• **WHAT YOU SHOULD DO**:
Output the entries in full and verbatim, pictures omitted.

• **Phrase grounding data**:
----
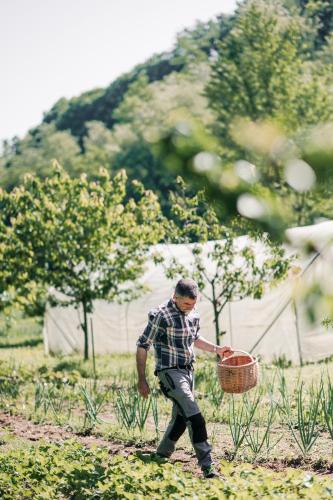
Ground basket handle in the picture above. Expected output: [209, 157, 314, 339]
[219, 349, 255, 362]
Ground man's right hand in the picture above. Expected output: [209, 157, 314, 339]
[138, 379, 150, 398]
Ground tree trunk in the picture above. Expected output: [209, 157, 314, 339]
[214, 305, 221, 346]
[212, 284, 220, 346]
[82, 299, 89, 360]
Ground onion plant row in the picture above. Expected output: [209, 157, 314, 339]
[0, 364, 332, 461]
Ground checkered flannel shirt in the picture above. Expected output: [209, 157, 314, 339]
[136, 299, 201, 371]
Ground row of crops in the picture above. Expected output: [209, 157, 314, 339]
[0, 440, 331, 499]
[0, 355, 332, 463]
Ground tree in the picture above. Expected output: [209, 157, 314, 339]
[0, 124, 80, 190]
[106, 65, 215, 216]
[113, 65, 215, 133]
[156, 179, 290, 345]
[286, 0, 333, 48]
[205, 0, 333, 148]
[0, 166, 165, 359]
[165, 237, 289, 346]
[152, 1, 333, 234]
[152, 101, 333, 326]
[0, 188, 47, 320]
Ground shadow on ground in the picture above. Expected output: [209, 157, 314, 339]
[0, 338, 43, 349]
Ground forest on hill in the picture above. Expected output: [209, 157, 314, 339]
[1, 0, 333, 223]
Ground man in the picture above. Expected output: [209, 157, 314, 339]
[136, 278, 233, 479]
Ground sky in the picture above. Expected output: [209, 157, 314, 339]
[0, 0, 237, 144]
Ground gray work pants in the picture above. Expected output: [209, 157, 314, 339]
[156, 367, 212, 469]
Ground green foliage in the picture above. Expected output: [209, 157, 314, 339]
[0, 377, 22, 403]
[0, 358, 34, 382]
[173, 17, 233, 63]
[155, 0, 331, 237]
[0, 307, 42, 348]
[0, 0, 332, 333]
[245, 399, 280, 460]
[1, 0, 332, 231]
[1, 64, 217, 216]
[114, 387, 159, 435]
[206, 0, 333, 145]
[0, 440, 332, 499]
[105, 64, 215, 216]
[52, 359, 91, 378]
[167, 176, 222, 243]
[322, 317, 333, 329]
[0, 13, 232, 217]
[9, 167, 162, 299]
[160, 180, 290, 344]
[79, 382, 110, 428]
[289, 0, 333, 47]
[322, 375, 333, 442]
[272, 354, 293, 369]
[228, 392, 260, 459]
[39, 17, 227, 142]
[0, 124, 80, 190]
[34, 380, 74, 425]
[115, 389, 153, 432]
[204, 374, 225, 408]
[278, 379, 323, 456]
[0, 166, 164, 358]
[0, 335, 333, 467]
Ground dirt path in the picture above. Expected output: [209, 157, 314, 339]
[0, 412, 332, 478]
[0, 412, 196, 470]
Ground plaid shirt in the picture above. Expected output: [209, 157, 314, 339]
[137, 299, 201, 370]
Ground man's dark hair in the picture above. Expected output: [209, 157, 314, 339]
[175, 278, 198, 299]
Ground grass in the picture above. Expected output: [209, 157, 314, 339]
[0, 345, 332, 467]
[0, 312, 332, 482]
[0, 310, 43, 348]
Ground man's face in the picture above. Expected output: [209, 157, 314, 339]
[173, 294, 197, 314]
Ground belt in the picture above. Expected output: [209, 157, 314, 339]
[155, 363, 193, 375]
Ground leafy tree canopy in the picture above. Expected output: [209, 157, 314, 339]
[1, 0, 333, 227]
[0, 166, 165, 357]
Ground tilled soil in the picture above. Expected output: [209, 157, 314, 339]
[0, 411, 197, 470]
[0, 411, 332, 479]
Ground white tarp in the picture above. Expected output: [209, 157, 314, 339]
[43, 221, 333, 364]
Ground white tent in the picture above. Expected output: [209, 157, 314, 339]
[43, 221, 333, 364]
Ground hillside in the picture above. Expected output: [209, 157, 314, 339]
[1, 0, 333, 222]
[35, 16, 232, 145]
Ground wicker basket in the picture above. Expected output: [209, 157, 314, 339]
[217, 349, 259, 394]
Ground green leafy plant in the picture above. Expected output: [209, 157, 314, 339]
[0, 440, 332, 499]
[115, 389, 158, 434]
[0, 166, 165, 360]
[115, 390, 138, 431]
[278, 380, 323, 456]
[228, 392, 260, 459]
[206, 375, 225, 408]
[135, 394, 152, 433]
[79, 382, 110, 428]
[34, 381, 74, 425]
[0, 377, 21, 401]
[322, 375, 333, 443]
[151, 388, 159, 438]
[159, 179, 290, 345]
[244, 397, 281, 460]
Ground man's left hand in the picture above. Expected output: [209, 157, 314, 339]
[216, 345, 234, 358]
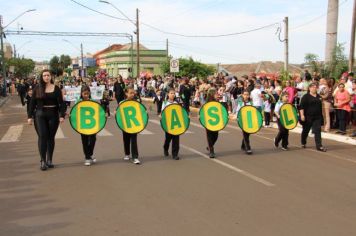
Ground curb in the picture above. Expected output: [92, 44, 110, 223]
[0, 96, 9, 108]
[141, 97, 356, 145]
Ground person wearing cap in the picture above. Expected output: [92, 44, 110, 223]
[300, 83, 327, 152]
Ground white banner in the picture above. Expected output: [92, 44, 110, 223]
[90, 85, 105, 100]
[64, 86, 81, 102]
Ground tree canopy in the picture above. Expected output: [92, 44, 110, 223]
[161, 57, 216, 78]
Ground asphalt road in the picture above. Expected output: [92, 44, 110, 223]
[1, 96, 356, 236]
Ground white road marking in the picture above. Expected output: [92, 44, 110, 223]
[55, 126, 66, 139]
[141, 129, 154, 135]
[181, 144, 275, 187]
[97, 128, 113, 136]
[0, 125, 23, 143]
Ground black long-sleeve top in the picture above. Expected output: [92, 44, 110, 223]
[28, 85, 66, 119]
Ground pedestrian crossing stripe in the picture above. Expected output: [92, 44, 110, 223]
[55, 126, 66, 139]
[0, 125, 23, 143]
[199, 101, 228, 131]
[116, 101, 148, 134]
[279, 104, 298, 130]
[161, 104, 190, 135]
[70, 101, 107, 135]
[237, 105, 263, 134]
[97, 128, 113, 136]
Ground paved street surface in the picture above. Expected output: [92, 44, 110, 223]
[1, 96, 356, 236]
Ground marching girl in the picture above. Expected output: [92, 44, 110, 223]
[78, 86, 97, 166]
[100, 91, 111, 118]
[274, 92, 290, 151]
[121, 86, 141, 165]
[162, 88, 180, 160]
[205, 88, 220, 158]
[236, 90, 253, 155]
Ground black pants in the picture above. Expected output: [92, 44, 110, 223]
[275, 119, 289, 148]
[183, 99, 190, 113]
[337, 109, 348, 132]
[164, 132, 180, 156]
[81, 134, 96, 160]
[264, 112, 271, 126]
[19, 93, 26, 106]
[123, 131, 138, 158]
[35, 109, 59, 162]
[241, 131, 251, 151]
[116, 97, 124, 105]
[156, 101, 163, 114]
[102, 104, 111, 117]
[206, 130, 219, 148]
[301, 118, 323, 149]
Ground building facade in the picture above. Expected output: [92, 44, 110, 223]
[94, 43, 167, 78]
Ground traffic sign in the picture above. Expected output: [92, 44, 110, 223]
[170, 59, 179, 73]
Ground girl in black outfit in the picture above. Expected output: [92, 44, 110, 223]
[79, 86, 97, 166]
[205, 88, 220, 158]
[100, 91, 111, 118]
[27, 69, 66, 171]
[121, 87, 141, 165]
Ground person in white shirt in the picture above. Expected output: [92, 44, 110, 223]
[250, 82, 263, 112]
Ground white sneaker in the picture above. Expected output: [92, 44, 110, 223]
----
• **ANSWER TO THIS EXERCISE**:
Ground basket handle in the picture above. Expected output: [209, 157, 314, 339]
[219, 349, 255, 362]
Ground man's right hand in the picture above. Expected output: [209, 157, 314, 339]
[138, 379, 150, 398]
Ground tree trunk in the picture above. Expected output: [209, 157, 314, 339]
[214, 305, 221, 346]
[212, 284, 220, 346]
[82, 299, 89, 360]
Ground onion plant row in the picture above. Expected output: [209, 157, 314, 339]
[0, 364, 332, 461]
Ground checkered flannel shirt in the picture above. Expected output: [209, 157, 314, 339]
[136, 299, 201, 371]
Ground row of crops in the picture above. Expected output: [209, 157, 314, 339]
[0, 440, 331, 499]
[0, 355, 332, 463]
Ground tree in the picture above. Expected output: [209, 157, 314, 339]
[0, 124, 80, 190]
[106, 65, 215, 216]
[113, 65, 215, 133]
[156, 179, 290, 345]
[286, 0, 333, 48]
[205, 0, 333, 148]
[0, 166, 165, 359]
[165, 237, 289, 346]
[152, 1, 333, 234]
[152, 101, 333, 326]
[0, 188, 47, 320]
Ground shadow on ground in the picture above. Expected output: [209, 157, 314, 339]
[0, 338, 43, 349]
Ground forest on hill in the picture above. Expected output: [209, 157, 314, 339]
[1, 0, 333, 223]
Ground man in the picture above. Expected output: [209, 157, 314, 339]
[136, 278, 233, 479]
Ground sky in the picture above. Expected output: [209, 157, 314, 339]
[0, 0, 237, 144]
Ground gray work pants in the picture above. Expected output: [209, 157, 314, 339]
[156, 367, 212, 469]
Ground green foliage in the picture above. Expected output: [209, 157, 314, 339]
[0, 377, 22, 403]
[0, 358, 34, 382]
[173, 17, 233, 63]
[155, 0, 331, 237]
[0, 307, 42, 348]
[0, 0, 332, 333]
[245, 399, 280, 460]
[1, 0, 332, 231]
[1, 64, 217, 216]
[114, 387, 159, 435]
[206, 0, 333, 145]
[0, 440, 332, 499]
[105, 64, 215, 216]
[52, 359, 91, 378]
[167, 176, 222, 243]
[322, 317, 333, 329]
[0, 13, 232, 217]
[9, 167, 162, 299]
[160, 180, 290, 344]
[79, 382, 110, 428]
[289, 0, 333, 47]
[322, 375, 333, 442]
[272, 354, 293, 369]
[228, 392, 260, 459]
[39, 17, 227, 142]
[0, 124, 80, 190]
[34, 380, 74, 425]
[115, 389, 153, 432]
[204, 374, 225, 408]
[278, 379, 323, 456]
[0, 166, 164, 358]
[0, 335, 333, 467]
Ground dirt path in the picture above. Expected output: [209, 157, 314, 339]
[0, 412, 332, 478]
[0, 412, 196, 470]
Ground plaid shirt in the picture above. Expected output: [209, 157, 314, 339]
[137, 299, 201, 370]
Ground man's dark hair in the picture above. Expected output: [209, 157, 314, 339]
[175, 278, 198, 299]
Ground grass in the picture above. Expected output: [209, 157, 314, 339]
[0, 345, 332, 467]
[0, 312, 332, 482]
[0, 310, 43, 348]
Ground man's face in the picture above. Expected output: [209, 157, 314, 339]
[173, 294, 197, 314]
Ground belt in the picture above. Expected output: [209, 157, 314, 339]
[155, 363, 193, 375]
Ground leafy tree canopy in the picture above. Expected output: [209, 157, 314, 339]
[1, 0, 333, 227]
[0, 166, 165, 357]
Ground tilled soil in the picture above. Expected output: [209, 157, 314, 339]
[0, 411, 197, 470]
[0, 411, 332, 479]
Ground white tarp in the picture above. Expected output: [209, 157, 314, 339]
[43, 221, 333, 364]
Ground white tent in the picture above. Expected output: [209, 157, 314, 339]
[43, 221, 333, 364]
Ground hillside in the picture above. Expected output: [209, 157, 314, 339]
[1, 0, 333, 222]
[35, 16, 232, 145]
Ground wicker basket in the picture above. Expected output: [209, 157, 314, 339]
[217, 349, 259, 394]
Ground green leafy plant in the picture above. Expected output: [209, 157, 314, 339]
[0, 440, 332, 499]
[115, 389, 158, 434]
[0, 166, 165, 360]
[115, 390, 138, 431]
[278, 380, 323, 456]
[228, 392, 260, 459]
[206, 375, 225, 408]
[135, 394, 152, 433]
[79, 382, 110, 428]
[34, 381, 74, 425]
[0, 377, 21, 401]
[322, 375, 333, 443]
[151, 388, 159, 438]
[159, 179, 290, 345]
[244, 397, 281, 460]
Ground man's left hand in the picture above. Expected output: [209, 157, 314, 339]
[216, 345, 234, 358]
Ground curb in the picture above. Expected output: [92, 44, 110, 223]
[0, 96, 9, 108]
[141, 97, 356, 145]
Ground person wearing cap in the picture above. Expected output: [92, 44, 110, 223]
[300, 83, 327, 152]
Ground white banner in the picture above. Expected output: [92, 44, 110, 223]
[90, 85, 105, 100]
[64, 86, 81, 102]
Ground tree canopy in the picture above. Expected output: [92, 44, 110, 223]
[161, 57, 216, 78]
Ground asphalt road in the picture above. Expected output: [92, 44, 110, 223]
[1, 96, 356, 236]
Ground white road marking in the picture above. Expected output: [92, 44, 110, 223]
[55, 126, 66, 139]
[141, 129, 154, 135]
[181, 144, 275, 187]
[97, 128, 113, 136]
[0, 125, 23, 143]
Ground black long-sleeve top in the picture above. Expected output: [92, 44, 110, 223]
[28, 85, 66, 119]
Ground pedestrian crossing stripe in the picture above. Expected output: [92, 44, 110, 223]
[55, 126, 66, 139]
[0, 125, 23, 143]
[199, 101, 228, 131]
[116, 101, 148, 134]
[279, 104, 298, 130]
[161, 104, 190, 135]
[70, 101, 107, 135]
[237, 105, 263, 134]
[97, 128, 113, 136]
Ground paved street surface in the picture above. Expected output: [92, 44, 110, 223]
[1, 96, 356, 236]
Ground marching girl in the picture above. Expected output: [92, 44, 110, 223]
[78, 86, 97, 166]
[100, 91, 111, 118]
[274, 92, 290, 151]
[121, 86, 141, 165]
[162, 88, 180, 160]
[205, 88, 220, 158]
[236, 90, 253, 155]
Ground black pants in the picture above. Expected output: [92, 44, 110, 223]
[275, 119, 289, 148]
[183, 99, 190, 113]
[337, 109, 348, 132]
[164, 132, 180, 156]
[81, 134, 96, 160]
[264, 112, 271, 126]
[19, 93, 26, 106]
[123, 131, 138, 158]
[35, 109, 59, 162]
[241, 131, 251, 151]
[116, 97, 124, 105]
[156, 101, 163, 114]
[102, 104, 111, 117]
[206, 130, 219, 148]
[301, 118, 323, 149]
Ground building facade in the picture above. Expected output: [92, 44, 110, 223]
[94, 43, 167, 78]
Ground traffic sign in the picture above. Expected output: [92, 44, 110, 223]
[170, 59, 179, 73]
Ground girl in black outfit in the picture above. Expected output: [92, 44, 110, 223]
[79, 86, 97, 166]
[205, 88, 220, 158]
[100, 91, 111, 118]
[27, 69, 66, 171]
[121, 87, 141, 165]
Ground person in white shirt in the picture above. Expected output: [92, 44, 110, 223]
[250, 82, 263, 112]
Ground white sneaker in the picture above. Expected output: [92, 44, 110, 223]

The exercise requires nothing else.